**YOUR INSTRUCTIONS**: Copy out the lines in the records below, starting at the line that contains "Target: blue sky" and ending with the last line of the records, both included.

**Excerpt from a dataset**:
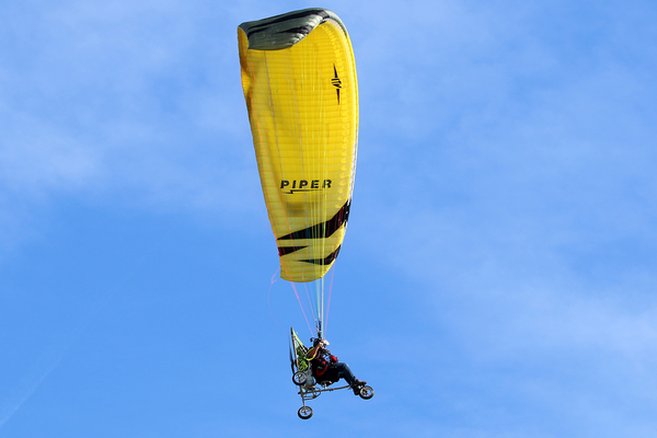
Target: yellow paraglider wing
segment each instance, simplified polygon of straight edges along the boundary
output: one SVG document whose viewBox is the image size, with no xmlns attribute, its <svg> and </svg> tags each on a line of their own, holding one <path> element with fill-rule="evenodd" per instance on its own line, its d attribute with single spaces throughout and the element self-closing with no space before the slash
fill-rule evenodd
<svg viewBox="0 0 657 438">
<path fill-rule="evenodd" d="M 333 12 L 307 9 L 238 30 L 242 87 L 280 276 L 312 281 L 339 252 L 358 143 L 354 53 Z"/>
</svg>

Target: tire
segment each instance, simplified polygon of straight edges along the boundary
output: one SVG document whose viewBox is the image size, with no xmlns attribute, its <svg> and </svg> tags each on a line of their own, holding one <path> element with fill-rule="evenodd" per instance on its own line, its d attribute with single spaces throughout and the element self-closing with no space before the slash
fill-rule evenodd
<svg viewBox="0 0 657 438">
<path fill-rule="evenodd" d="M 308 419 L 308 418 L 312 417 L 312 407 L 301 406 L 301 407 L 299 407 L 299 412 L 297 414 L 299 415 L 299 418 Z"/>
<path fill-rule="evenodd" d="M 307 381 L 308 381 L 308 376 L 303 371 L 297 371 L 292 376 L 292 382 L 295 382 L 295 384 L 297 384 L 299 387 L 301 387 Z"/>
<path fill-rule="evenodd" d="M 374 396 L 374 390 L 372 390 L 372 387 L 368 387 L 366 384 L 365 387 L 360 388 L 360 393 L 358 395 L 360 395 L 360 399 L 362 400 L 370 400 Z"/>
</svg>

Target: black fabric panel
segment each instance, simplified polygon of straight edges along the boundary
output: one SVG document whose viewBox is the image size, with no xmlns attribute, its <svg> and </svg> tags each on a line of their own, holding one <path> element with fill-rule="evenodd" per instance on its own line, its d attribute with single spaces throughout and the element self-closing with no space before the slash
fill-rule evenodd
<svg viewBox="0 0 657 438">
<path fill-rule="evenodd" d="M 304 230 L 295 231 L 293 233 L 278 238 L 278 240 L 296 240 L 296 239 L 326 239 L 333 235 L 343 223 L 349 219 L 349 209 L 351 200 L 347 203 L 335 214 L 334 217 L 323 223 L 309 227 Z"/>
</svg>

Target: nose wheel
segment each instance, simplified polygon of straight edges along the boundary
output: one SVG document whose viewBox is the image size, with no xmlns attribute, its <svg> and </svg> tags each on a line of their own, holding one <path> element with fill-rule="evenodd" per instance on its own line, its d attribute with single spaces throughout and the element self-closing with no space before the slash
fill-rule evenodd
<svg viewBox="0 0 657 438">
<path fill-rule="evenodd" d="M 374 390 L 372 389 L 372 387 L 368 387 L 366 384 L 365 387 L 360 387 L 360 392 L 358 393 L 358 395 L 360 395 L 360 399 L 362 400 L 370 400 L 374 396 Z"/>
<path fill-rule="evenodd" d="M 299 415 L 299 418 L 308 419 L 308 418 L 312 417 L 312 407 L 301 406 L 301 407 L 299 407 L 299 412 L 297 414 Z"/>
</svg>

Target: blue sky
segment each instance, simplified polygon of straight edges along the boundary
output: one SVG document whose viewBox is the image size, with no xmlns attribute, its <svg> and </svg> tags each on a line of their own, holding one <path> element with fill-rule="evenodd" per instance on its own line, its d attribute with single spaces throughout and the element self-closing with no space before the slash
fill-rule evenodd
<svg viewBox="0 0 657 438">
<path fill-rule="evenodd" d="M 297 417 L 237 26 L 347 25 L 360 143 Z M 654 437 L 657 7 L 0 5 L 1 437 Z M 306 331 L 304 331 L 306 330 Z"/>
</svg>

**RESULT OF THIS TASK**:
Target: blue sky
segment each instance, simplified polygon of straight edges along the boundary
output: one SVG document whose viewBox is the image size, with no xmlns attribute, its <svg> and </svg> tags each on a line of their own, holding one <path> element with fill-rule="evenodd" per instance on its own line, its d attribute with single spaces throughout and the element self-closing with no space before the slash
fill-rule evenodd
<svg viewBox="0 0 657 438">
<path fill-rule="evenodd" d="M 297 417 L 237 26 L 347 25 L 360 143 Z M 654 437 L 657 7 L 0 5 L 1 437 Z M 306 331 L 304 331 L 306 330 Z"/>
</svg>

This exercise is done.